++++ Records provided

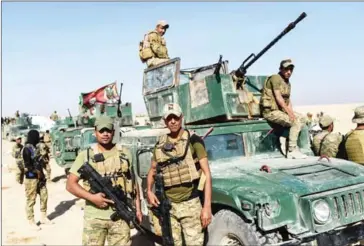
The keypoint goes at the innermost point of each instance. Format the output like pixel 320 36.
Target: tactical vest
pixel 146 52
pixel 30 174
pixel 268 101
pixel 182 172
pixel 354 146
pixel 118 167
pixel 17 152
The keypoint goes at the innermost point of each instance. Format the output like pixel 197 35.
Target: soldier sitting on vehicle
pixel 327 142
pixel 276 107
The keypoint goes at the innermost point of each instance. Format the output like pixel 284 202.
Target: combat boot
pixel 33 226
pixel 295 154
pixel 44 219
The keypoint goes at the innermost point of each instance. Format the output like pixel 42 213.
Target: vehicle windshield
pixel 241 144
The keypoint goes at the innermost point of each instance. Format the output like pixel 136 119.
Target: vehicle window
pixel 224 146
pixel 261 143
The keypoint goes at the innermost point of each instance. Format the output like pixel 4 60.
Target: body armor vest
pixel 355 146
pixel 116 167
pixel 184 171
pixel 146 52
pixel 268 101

++++++++
++++ Records provided

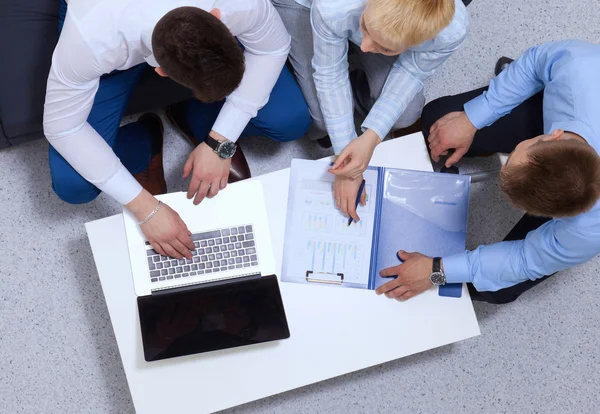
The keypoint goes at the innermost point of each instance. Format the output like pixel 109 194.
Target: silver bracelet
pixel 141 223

++++++++
++++ Records provided

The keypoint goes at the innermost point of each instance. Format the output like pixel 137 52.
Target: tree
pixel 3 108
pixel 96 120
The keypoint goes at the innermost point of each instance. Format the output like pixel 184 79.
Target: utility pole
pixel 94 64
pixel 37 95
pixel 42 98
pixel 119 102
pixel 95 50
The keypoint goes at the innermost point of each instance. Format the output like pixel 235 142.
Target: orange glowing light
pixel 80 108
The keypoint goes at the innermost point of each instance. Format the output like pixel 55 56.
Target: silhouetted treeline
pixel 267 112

++++++++

### Problem description
Can you copy the lines of the records above, word for word, from the line containing "pixel 320 36." through the line containing "pixel 261 143", including both of those lines?

### Task response
The keypoint goes at the innermost point of each instance. Format the output like pixel 320 36.
Target: tactical vest
pixel 146 52
pixel 30 174
pixel 268 101
pixel 182 172
pixel 354 146
pixel 118 167
pixel 17 152
The keypoint goes at the innermost point of each instance. Format the output like pixel 197 35.
Target: soldier sitting on vehicle
pixel 327 142
pixel 276 107
The keypoint goes at the innermost point of each instance. Format the output like pixel 284 202.
Target: combat boot
pixel 33 226
pixel 295 154
pixel 44 219
The keypoint goes at the innermost point of each instance. Format the output like pixel 42 213.
Target: vehicle windshield
pixel 241 144
The keypoint goes at the innermost point of each instance. Format the output like pixel 136 119.
Target: vehicle window
pixel 224 146
pixel 261 143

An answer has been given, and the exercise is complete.